• [EXERCISE DIRECTIONS] Go through the listing below and count each line with the word "returns" in it; return only the count.

• [EXERCISE DATA]
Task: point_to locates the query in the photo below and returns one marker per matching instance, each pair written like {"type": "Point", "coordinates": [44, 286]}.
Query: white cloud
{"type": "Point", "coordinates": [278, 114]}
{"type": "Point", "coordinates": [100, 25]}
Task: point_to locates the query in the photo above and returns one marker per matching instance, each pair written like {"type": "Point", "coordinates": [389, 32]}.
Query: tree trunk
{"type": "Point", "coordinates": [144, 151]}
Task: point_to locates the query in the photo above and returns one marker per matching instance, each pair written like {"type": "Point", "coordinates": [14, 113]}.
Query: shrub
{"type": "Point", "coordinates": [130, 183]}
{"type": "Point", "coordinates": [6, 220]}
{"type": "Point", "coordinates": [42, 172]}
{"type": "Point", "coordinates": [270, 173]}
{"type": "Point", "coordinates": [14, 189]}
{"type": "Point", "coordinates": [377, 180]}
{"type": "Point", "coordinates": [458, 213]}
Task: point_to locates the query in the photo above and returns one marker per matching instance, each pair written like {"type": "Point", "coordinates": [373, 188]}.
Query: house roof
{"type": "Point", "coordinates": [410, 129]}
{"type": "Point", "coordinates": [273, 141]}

* * *

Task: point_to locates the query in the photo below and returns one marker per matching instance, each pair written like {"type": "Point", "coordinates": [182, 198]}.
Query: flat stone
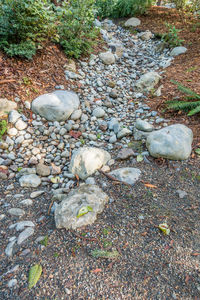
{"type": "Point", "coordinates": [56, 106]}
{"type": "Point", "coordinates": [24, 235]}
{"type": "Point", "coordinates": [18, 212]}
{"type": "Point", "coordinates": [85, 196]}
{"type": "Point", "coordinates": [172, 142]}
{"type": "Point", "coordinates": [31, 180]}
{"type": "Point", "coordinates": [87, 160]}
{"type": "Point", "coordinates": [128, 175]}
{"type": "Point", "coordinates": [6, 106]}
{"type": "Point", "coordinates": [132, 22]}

• [FINISHED EXERCISE] 5